▶ [What the task asks]:
Write each line word for word, from the line that contains "the new era" through the last line of the material below.

(Entries taken from a collection)
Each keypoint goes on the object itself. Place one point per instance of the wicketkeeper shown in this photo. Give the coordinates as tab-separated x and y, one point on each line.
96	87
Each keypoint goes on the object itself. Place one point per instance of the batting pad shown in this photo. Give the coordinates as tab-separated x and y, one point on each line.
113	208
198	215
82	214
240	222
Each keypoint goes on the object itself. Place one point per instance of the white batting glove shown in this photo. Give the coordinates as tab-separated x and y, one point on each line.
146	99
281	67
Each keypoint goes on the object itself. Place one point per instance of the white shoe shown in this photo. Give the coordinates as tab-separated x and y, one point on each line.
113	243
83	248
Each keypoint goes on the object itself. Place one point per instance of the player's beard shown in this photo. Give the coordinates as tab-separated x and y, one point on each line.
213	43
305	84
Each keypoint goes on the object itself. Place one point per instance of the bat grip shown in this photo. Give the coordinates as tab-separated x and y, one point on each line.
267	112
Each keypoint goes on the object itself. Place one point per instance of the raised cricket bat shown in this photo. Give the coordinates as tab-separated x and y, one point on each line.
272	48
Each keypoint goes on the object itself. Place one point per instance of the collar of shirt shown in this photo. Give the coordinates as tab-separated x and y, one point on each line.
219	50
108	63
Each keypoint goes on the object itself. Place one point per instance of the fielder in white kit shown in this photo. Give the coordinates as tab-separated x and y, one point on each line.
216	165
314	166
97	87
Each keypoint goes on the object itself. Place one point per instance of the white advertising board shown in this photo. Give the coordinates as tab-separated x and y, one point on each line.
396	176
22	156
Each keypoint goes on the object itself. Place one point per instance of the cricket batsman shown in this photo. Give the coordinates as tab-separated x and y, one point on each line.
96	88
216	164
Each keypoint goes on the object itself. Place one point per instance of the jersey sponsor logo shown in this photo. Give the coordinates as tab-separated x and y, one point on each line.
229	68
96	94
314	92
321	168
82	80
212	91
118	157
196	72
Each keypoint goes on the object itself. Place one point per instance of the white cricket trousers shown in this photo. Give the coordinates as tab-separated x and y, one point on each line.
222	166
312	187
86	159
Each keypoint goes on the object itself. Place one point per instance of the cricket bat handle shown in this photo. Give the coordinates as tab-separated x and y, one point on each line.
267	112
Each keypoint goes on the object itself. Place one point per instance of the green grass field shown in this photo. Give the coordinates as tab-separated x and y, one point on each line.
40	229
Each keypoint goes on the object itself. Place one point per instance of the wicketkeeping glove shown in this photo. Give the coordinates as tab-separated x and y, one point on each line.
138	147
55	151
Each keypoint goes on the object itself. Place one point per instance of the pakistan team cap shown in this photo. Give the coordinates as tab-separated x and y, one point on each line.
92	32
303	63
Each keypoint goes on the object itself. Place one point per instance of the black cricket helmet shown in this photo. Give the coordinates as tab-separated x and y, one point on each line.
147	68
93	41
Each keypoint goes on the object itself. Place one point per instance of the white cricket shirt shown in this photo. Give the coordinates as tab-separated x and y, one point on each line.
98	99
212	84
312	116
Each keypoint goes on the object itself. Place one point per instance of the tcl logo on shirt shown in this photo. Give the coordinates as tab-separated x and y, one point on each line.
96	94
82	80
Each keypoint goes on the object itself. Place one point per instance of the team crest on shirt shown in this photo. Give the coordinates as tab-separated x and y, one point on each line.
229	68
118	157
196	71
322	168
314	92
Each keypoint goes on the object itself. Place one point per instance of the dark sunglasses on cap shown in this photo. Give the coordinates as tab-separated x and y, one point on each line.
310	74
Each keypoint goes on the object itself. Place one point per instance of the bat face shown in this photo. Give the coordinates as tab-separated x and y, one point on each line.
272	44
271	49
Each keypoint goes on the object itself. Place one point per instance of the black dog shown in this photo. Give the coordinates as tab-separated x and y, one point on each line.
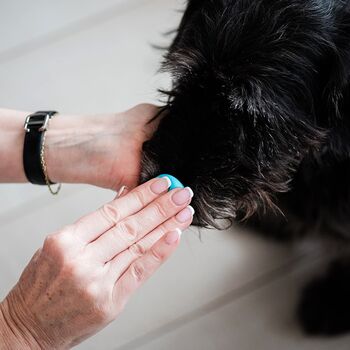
258	124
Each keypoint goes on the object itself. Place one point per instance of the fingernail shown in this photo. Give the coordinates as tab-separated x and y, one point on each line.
183	196
185	214
122	191
173	237
161	185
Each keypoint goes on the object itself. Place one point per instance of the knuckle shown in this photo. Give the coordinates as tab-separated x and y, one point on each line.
109	213
137	250
73	271
157	256
92	293
138	271
54	244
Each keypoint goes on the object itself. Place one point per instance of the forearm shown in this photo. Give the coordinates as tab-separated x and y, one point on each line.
102	150
11	336
73	149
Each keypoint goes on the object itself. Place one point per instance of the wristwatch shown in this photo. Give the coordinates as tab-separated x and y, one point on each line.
35	126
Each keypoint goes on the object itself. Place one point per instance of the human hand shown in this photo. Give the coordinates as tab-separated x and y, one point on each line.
84	274
102	150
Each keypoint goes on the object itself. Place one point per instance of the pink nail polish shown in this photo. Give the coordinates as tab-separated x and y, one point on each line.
183	196
185	214
173	237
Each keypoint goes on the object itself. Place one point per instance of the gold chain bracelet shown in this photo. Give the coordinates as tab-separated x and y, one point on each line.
44	166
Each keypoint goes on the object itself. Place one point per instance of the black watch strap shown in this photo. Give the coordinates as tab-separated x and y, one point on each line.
35	125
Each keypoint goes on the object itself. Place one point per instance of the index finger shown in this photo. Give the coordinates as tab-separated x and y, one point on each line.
91	226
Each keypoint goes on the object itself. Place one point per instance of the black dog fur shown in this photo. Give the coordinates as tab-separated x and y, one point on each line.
258	124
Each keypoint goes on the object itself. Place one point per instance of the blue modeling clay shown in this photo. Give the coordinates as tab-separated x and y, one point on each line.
175	183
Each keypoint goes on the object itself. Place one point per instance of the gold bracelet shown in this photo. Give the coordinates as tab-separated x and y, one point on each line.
44	166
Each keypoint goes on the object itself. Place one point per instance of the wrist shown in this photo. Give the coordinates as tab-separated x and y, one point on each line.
75	148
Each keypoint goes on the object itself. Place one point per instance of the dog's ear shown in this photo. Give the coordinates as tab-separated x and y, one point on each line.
336	94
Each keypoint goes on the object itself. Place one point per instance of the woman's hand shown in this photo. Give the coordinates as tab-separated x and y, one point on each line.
102	150
84	274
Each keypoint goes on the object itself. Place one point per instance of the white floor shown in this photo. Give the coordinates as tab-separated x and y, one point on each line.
227	290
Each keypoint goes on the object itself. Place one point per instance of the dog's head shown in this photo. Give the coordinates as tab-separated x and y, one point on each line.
242	113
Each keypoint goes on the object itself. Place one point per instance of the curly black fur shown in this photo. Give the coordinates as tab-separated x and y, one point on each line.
258	118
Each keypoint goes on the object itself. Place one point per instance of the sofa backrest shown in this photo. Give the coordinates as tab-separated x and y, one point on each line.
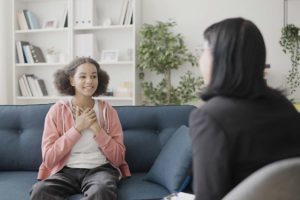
21	128
146	130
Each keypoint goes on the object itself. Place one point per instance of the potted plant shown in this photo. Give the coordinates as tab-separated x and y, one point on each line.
290	42
161	51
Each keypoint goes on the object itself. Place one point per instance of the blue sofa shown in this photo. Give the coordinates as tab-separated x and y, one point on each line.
146	131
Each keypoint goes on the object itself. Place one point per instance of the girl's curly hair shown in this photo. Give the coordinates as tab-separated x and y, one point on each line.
62	77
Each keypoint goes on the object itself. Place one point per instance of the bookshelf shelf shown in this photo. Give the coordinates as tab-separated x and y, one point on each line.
45	30
112	27
63	37
40	64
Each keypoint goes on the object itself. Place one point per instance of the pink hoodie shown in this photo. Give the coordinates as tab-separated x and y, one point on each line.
60	136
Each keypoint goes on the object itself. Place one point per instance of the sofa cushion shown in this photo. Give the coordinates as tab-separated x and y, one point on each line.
173	164
136	187
16	184
147	129
21	134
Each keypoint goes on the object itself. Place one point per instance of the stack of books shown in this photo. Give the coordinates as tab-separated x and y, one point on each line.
32	86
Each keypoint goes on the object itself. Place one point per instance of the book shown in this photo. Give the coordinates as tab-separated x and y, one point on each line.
43	87
33	88
64	20
27	88
21	51
27	53
129	12
37	54
22	20
123	12
31	19
22	87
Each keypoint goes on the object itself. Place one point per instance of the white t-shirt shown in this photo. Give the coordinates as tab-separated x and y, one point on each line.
86	153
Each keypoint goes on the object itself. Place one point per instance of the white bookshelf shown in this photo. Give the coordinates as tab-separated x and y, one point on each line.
121	38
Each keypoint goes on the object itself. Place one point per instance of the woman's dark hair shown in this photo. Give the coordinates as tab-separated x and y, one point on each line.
239	56
62	77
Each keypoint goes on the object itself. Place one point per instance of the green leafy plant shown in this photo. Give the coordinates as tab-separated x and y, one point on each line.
161	51
290	42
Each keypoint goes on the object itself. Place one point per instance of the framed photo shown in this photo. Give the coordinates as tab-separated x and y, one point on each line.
51	23
109	55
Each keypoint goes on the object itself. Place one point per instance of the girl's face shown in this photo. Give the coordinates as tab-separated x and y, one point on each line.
85	80
205	62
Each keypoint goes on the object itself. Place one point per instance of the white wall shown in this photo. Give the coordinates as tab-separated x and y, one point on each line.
5	52
193	16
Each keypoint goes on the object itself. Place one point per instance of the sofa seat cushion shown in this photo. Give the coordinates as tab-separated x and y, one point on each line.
136	187
16	184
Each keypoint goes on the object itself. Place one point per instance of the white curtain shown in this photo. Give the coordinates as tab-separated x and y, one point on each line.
5	52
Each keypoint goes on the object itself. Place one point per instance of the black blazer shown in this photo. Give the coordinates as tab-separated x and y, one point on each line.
233	137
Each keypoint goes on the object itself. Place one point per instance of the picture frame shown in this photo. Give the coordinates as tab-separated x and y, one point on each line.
109	56
50	23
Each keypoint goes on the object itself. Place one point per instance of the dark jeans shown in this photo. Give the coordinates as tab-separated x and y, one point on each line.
99	183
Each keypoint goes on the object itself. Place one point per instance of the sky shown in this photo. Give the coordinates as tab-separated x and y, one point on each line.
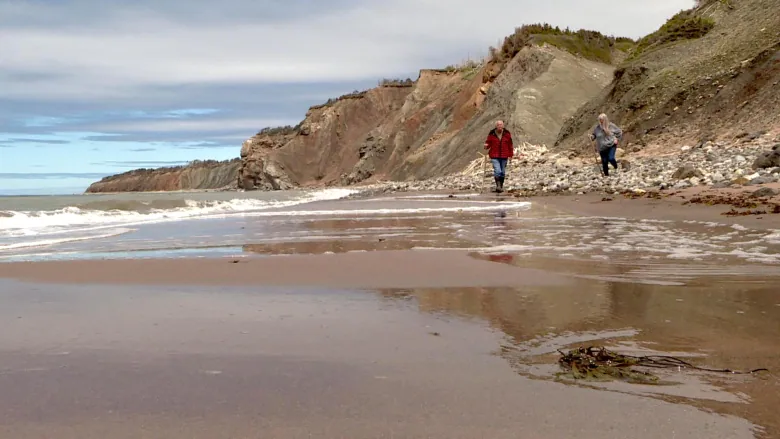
90	88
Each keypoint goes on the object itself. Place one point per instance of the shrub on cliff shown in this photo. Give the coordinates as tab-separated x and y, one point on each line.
588	44
385	82
685	25
284	130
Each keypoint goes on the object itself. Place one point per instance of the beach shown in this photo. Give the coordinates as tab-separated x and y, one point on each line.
435	315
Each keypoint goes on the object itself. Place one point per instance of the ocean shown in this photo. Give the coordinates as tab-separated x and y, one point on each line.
333	220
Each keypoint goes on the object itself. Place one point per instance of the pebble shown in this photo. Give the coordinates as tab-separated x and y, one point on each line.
544	171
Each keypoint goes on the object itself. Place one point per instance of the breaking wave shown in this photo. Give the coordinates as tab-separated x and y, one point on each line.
110	214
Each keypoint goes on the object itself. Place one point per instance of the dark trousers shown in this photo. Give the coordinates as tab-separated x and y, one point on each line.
607	157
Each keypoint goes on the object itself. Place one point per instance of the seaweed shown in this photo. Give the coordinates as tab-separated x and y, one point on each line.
596	363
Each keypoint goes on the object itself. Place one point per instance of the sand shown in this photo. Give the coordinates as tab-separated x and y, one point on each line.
382	344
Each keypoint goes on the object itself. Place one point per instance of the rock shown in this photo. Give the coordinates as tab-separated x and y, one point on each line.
761	180
768	159
685	172
764	192
682	184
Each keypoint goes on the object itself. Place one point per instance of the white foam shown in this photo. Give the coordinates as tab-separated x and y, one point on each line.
68	219
392	211
48	242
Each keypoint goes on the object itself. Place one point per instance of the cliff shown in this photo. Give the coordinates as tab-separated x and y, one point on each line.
710	73
432	126
207	174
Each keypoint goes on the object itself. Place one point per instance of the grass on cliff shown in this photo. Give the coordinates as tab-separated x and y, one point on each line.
591	45
685	25
272	131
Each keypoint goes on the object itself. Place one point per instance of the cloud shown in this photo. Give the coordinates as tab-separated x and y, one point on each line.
140	163
100	53
49	175
206	75
14	141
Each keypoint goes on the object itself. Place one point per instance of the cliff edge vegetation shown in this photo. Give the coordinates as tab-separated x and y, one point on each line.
710	72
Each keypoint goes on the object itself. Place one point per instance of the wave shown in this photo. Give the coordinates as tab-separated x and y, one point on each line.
50	242
99	215
395	211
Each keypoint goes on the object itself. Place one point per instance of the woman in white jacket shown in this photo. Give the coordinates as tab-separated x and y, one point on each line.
607	136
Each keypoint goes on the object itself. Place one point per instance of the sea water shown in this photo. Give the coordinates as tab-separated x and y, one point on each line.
236	224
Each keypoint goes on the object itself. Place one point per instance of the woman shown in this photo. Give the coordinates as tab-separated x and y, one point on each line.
501	149
607	135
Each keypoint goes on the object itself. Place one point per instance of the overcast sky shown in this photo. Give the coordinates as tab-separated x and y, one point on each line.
96	87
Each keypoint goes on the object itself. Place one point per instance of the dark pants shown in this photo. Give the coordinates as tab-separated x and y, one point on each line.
607	157
499	167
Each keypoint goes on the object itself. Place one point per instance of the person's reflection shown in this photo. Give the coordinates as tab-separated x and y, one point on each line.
499	218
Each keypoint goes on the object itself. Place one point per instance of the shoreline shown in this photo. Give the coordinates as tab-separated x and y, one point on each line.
373	269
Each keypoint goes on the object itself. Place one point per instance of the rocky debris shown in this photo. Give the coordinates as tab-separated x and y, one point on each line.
370	151
536	171
764	192
769	159
687	171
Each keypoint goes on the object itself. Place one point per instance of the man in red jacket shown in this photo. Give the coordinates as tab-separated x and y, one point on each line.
500	146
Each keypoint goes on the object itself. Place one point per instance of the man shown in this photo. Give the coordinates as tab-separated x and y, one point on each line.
500	146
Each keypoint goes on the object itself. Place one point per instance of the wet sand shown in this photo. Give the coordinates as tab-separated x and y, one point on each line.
387	343
86	361
375	269
671	208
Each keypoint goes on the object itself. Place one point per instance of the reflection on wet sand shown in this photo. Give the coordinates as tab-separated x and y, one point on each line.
719	322
84	362
325	235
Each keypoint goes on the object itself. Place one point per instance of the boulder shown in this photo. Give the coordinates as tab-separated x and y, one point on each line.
769	159
761	180
686	172
764	192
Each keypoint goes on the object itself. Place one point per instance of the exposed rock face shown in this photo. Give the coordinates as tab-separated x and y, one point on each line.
769	159
431	127
197	175
713	87
257	171
687	171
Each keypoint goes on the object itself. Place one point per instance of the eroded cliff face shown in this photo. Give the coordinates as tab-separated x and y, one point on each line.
432	127
196	175
696	88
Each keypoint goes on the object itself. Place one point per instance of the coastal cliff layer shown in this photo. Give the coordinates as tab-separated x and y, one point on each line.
209	174
709	73
433	126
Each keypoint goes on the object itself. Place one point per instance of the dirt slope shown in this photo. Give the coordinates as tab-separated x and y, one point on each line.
432	127
679	89
197	175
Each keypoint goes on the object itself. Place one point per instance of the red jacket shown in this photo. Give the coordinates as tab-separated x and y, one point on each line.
502	148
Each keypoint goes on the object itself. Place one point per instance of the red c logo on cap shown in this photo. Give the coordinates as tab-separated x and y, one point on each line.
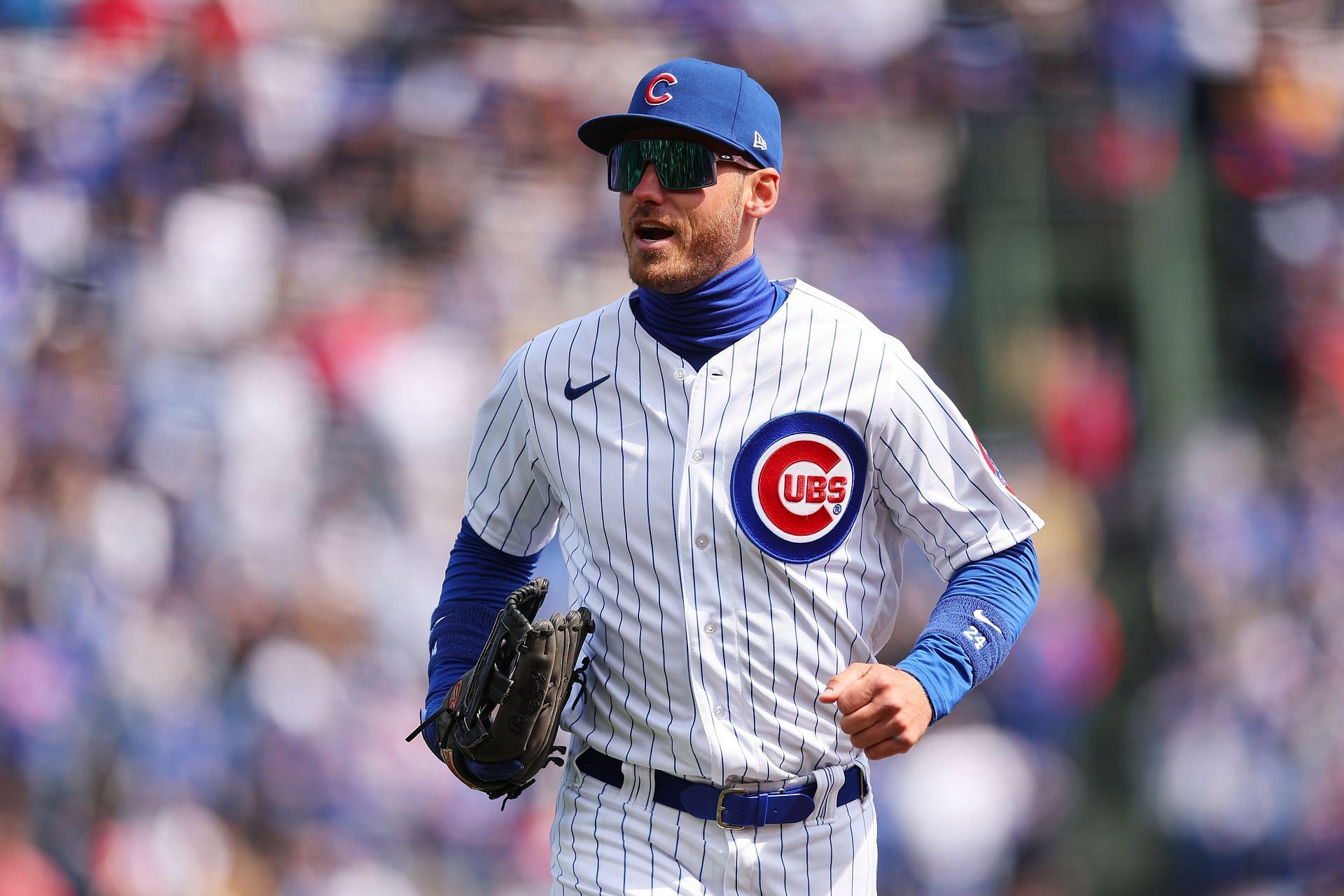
666	78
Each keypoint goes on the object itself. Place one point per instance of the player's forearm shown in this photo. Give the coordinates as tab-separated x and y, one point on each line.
476	583
974	625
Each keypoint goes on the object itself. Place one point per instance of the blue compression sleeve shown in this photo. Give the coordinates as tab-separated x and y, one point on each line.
477	582
974	622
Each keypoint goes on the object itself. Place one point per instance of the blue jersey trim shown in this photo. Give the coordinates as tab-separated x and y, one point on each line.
974	624
701	323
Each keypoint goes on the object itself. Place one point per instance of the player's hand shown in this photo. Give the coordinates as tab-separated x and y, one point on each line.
883	710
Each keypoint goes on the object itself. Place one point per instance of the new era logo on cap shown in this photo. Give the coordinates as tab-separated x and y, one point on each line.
708	99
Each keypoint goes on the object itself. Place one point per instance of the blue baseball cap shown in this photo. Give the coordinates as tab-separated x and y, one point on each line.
706	97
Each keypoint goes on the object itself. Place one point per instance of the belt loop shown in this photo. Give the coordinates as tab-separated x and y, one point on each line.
828	790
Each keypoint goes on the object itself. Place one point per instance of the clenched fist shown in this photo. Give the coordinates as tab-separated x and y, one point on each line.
883	710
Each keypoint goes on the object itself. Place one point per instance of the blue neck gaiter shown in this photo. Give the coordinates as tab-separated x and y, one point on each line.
701	323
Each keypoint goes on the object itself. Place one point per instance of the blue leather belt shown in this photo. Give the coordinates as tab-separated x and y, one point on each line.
730	808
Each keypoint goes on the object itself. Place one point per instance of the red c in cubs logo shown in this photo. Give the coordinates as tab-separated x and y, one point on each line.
802	485
799	484
656	99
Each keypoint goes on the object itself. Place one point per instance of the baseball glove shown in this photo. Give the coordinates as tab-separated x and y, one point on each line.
496	727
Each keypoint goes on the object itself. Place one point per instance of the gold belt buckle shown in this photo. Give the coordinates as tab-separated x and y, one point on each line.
718	808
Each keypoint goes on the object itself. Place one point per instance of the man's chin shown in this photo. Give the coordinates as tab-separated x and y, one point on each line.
659	277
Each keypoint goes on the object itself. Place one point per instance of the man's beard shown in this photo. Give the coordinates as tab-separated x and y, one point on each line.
714	244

▶ [The result]:
Each keypoint goes on the object itself. Place one point per instance of the new era logo on cap shown in this photo. Give the coordinates as tab-separated x and y, one point on each line.
708	99
Each keypoint goes on the object itself. Place one point per instance of the blue baseball cap shown in this photo. Give the coordinates as tab-separated x and y, one point on each line.
706	97
Each keypoint goes on the object itself. Place one point per instance of the belt loop shown in this photo. Give the coordinates as tab-separated x and y, one point on each line.
828	790
Each keypoint goes on the object itself. Place one point per instance of the clenched fist shown in this photo. Give the coordinates as tab-separated x and y, one point on each line.
883	710
Each keypoint goes on the object itself. Place one point per instance of the blue neck gaiter shown in this photo. Give the coordinates as tab-separated x and y, one point on each line.
701	323
Each keypoint goes on the object itself. Place one point per instance of the blue leather belt shown in this photo. Give the coordinates as tab-separated x and y, one point on each line.
730	808
Each keypoint goes on the object itself. Place one point per instance of the red c in cubs logo shown in this photo. Give the coordinates as tab-separated x and y, one point on each line.
802	485
799	484
656	99
Each keypoint goes on the object itself. Place one point per instance of the baseball glove shown in this photo. Give the coordinates as tab-separated x and y, one point on each line.
496	727
Each keypoint goes on the object itself. Place one point per instance of the gold belt buckle shown in this photo. Give the coordinates as tab-separated x and y, one point on each line.
718	808
Each keypoint goes on the object itself. Place one point per instance of the man's chin shown in this photo. Give the coordinates as tab-separated x and y, one point on each line.
659	277
Each keypoint goes on the object itself. Place one point per instance of the man's beard shown in this photo. Give the coordinates as tab-separated x and y, one point on each line.
714	244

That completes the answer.